■ Text block ■
--- Begin ---
After investigating, I think I can reproduce this bug:

1. touch a (nid = 4) & touch b (nid = 5)
2. sync
3. rm a & rm b
 a) rm a to make next_scan_nid = 4.
 b) I change the logical of f2fs code making remove_inode_page failed when
file b is being removed, so file b's nat entry is not set dirty;
4. sync
5. touch 1815 files
6. echo 3 > /proc/sys/vm/drop_caches
 drop clean nat entry of inode (nid:5), it makes we can pass blkaddr
verification in add_free_nid:
	if (build) {
		/* do not add allocated nids */

7. touch c
 because there is no free nids in cache, we try to build cache by two steps:
 a) build nids by loading from nat pages;
 b) build nids by loading from curseg and try to unload nids which has valid
blkaddr in curseg.

 unfortunately, our build operation is not atomic, so after step a), nid:5
 should be in free nids cache and it should be removed in step b). So all
 free nids allocated between step a) and step b) can be risky of incorrect
 allocation.

If I'm not miss something, the root casue looks like our recent change:
allocate free nid aggressively.

Thanks,
> 
> >
> > > +			alloc_nid_done(sbi, *nid);
> >
> > Will another thread call alloc_nid_done too, making this free nid being
> > released again?
> 
> No, its state became NID_ALLOC, so no other thread can pick this up till
> alloc_nid_done is called.
> 
> Thanks,
> 
> >
> > Thanks,
> >
> > > +			goto retry;
> > > +		}
> > >  		return true;
> > >  	}
> > >  	spin_unlock(&nm_i->free_nid_list_lock);
> > > --
> > > 2.1.1
> > >
> > >
> > > ------------------------------------------------------------------------------
> > > _______________________________________________
> > > Linux-f2fs-devel mailing list
> > > Linux-f2fs-devel@lists.sourceforge.net
> > > https://lists.sourceforge.net/lists/listinfo/linux-f2fs-devel


^ permalink raw reply	[flat|nested] 13+ messages in thread

* Re: [f2fs-dev] [PATCH 5/5] f2fs: check the node block address of newly allocated nid
  2015-08-21 12:48       ` Chao Yu
@ 2015-08-21 14:59         ` Chao Yu
  2015-08-24  9:38           ` Chao Yu
  0 siblings, 1 reply; 13+ messages in thread
From: Chao Yu @ 2015-08-21 14:59 UTC (permalink / raw)
--- End ---
(Records from an annotation dataset)
--- Begin ---
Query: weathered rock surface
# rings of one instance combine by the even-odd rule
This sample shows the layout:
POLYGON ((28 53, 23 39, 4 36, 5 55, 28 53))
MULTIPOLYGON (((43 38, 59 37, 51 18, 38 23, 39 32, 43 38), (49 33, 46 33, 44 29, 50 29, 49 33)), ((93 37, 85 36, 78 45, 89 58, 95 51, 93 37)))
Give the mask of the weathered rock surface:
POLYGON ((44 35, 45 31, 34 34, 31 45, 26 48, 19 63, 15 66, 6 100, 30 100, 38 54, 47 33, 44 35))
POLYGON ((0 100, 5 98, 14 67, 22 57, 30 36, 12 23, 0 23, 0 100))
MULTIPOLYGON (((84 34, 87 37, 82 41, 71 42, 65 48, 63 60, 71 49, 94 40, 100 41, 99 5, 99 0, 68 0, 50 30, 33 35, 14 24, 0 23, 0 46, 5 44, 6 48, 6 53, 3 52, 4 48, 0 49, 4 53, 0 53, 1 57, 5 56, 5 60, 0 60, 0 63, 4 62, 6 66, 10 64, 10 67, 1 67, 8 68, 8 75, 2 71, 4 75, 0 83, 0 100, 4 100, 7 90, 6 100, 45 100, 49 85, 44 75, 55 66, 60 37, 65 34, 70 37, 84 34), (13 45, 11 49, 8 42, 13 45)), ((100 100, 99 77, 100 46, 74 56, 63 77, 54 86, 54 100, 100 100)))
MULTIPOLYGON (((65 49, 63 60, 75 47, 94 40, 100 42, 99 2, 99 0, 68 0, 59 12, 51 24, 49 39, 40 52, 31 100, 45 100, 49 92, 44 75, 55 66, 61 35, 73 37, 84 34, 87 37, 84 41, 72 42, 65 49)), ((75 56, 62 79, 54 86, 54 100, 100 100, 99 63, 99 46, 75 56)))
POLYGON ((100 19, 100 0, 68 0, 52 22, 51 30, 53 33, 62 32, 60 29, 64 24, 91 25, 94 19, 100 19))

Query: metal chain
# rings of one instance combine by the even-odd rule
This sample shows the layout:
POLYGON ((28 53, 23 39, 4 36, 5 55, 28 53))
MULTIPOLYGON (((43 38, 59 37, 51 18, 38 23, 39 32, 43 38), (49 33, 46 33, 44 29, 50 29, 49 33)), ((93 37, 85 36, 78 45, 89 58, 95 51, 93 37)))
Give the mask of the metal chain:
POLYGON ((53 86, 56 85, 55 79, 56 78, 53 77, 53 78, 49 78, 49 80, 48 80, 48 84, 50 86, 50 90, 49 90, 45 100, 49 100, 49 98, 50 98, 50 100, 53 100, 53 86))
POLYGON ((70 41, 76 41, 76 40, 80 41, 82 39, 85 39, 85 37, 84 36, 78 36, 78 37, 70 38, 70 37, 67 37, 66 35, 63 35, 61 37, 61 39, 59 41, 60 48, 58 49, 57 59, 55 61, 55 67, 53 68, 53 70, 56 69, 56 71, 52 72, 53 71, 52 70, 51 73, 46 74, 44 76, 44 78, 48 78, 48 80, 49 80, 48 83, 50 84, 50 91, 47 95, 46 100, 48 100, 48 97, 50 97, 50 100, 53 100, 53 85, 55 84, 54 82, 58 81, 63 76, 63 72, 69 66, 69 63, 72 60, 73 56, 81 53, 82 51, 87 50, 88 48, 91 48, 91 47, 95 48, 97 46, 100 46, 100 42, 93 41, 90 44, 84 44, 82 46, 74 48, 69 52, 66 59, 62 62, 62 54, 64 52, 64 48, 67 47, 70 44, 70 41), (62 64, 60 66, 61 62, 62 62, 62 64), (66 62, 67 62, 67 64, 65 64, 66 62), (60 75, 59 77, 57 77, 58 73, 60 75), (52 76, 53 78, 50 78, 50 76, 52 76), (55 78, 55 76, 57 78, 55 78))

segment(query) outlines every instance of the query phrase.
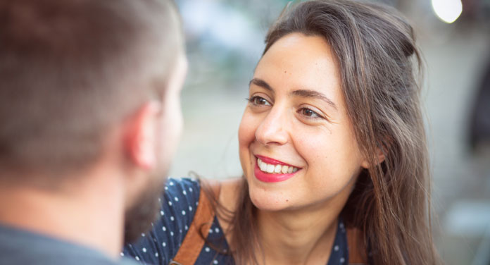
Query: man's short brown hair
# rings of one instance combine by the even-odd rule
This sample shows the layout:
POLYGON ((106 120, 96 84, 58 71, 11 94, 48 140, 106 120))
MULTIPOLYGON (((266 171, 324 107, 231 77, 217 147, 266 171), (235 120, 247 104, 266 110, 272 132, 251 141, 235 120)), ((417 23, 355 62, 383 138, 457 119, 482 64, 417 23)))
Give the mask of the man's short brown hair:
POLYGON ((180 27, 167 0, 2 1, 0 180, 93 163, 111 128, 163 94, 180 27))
--- End ---
■ Tasks to complete ■
1. In the f2fs mailing list text, why can't another thread pick up the free nid before alloc_nid_done is called?
2. Render everything in the records from the line containing "Query: metal chain" down through the line containing "Give the mask of the metal" as a Markdown table with the columns Num and Line, leaving out blank lines.
These records are unrelated to the f2fs mailing list text.

■ The responses ■
1. The nid's state has become NID_ALLOC, so no other thread can pick it up until alloc_nid_done is called.

2.
| Num | Line |
|---|---|
| 1 | Query: metal chain |
| 2 | # rings of one instance combine by the even-odd rule |
| 3 | This sample shows the layout: |
| 4 | POLYGON ((28 53, 23 39, 4 36, 5 55, 28 53)) |
| 5 | MULTIPOLYGON (((43 38, 59 37, 51 18, 38 23, 39 32, 43 38), (49 33, 46 33, 44 29, 50 29, 49 33)), ((93 37, 85 36, 78 45, 89 58, 95 51, 93 37))) |
| 6 | Give the mask of the metal chain: |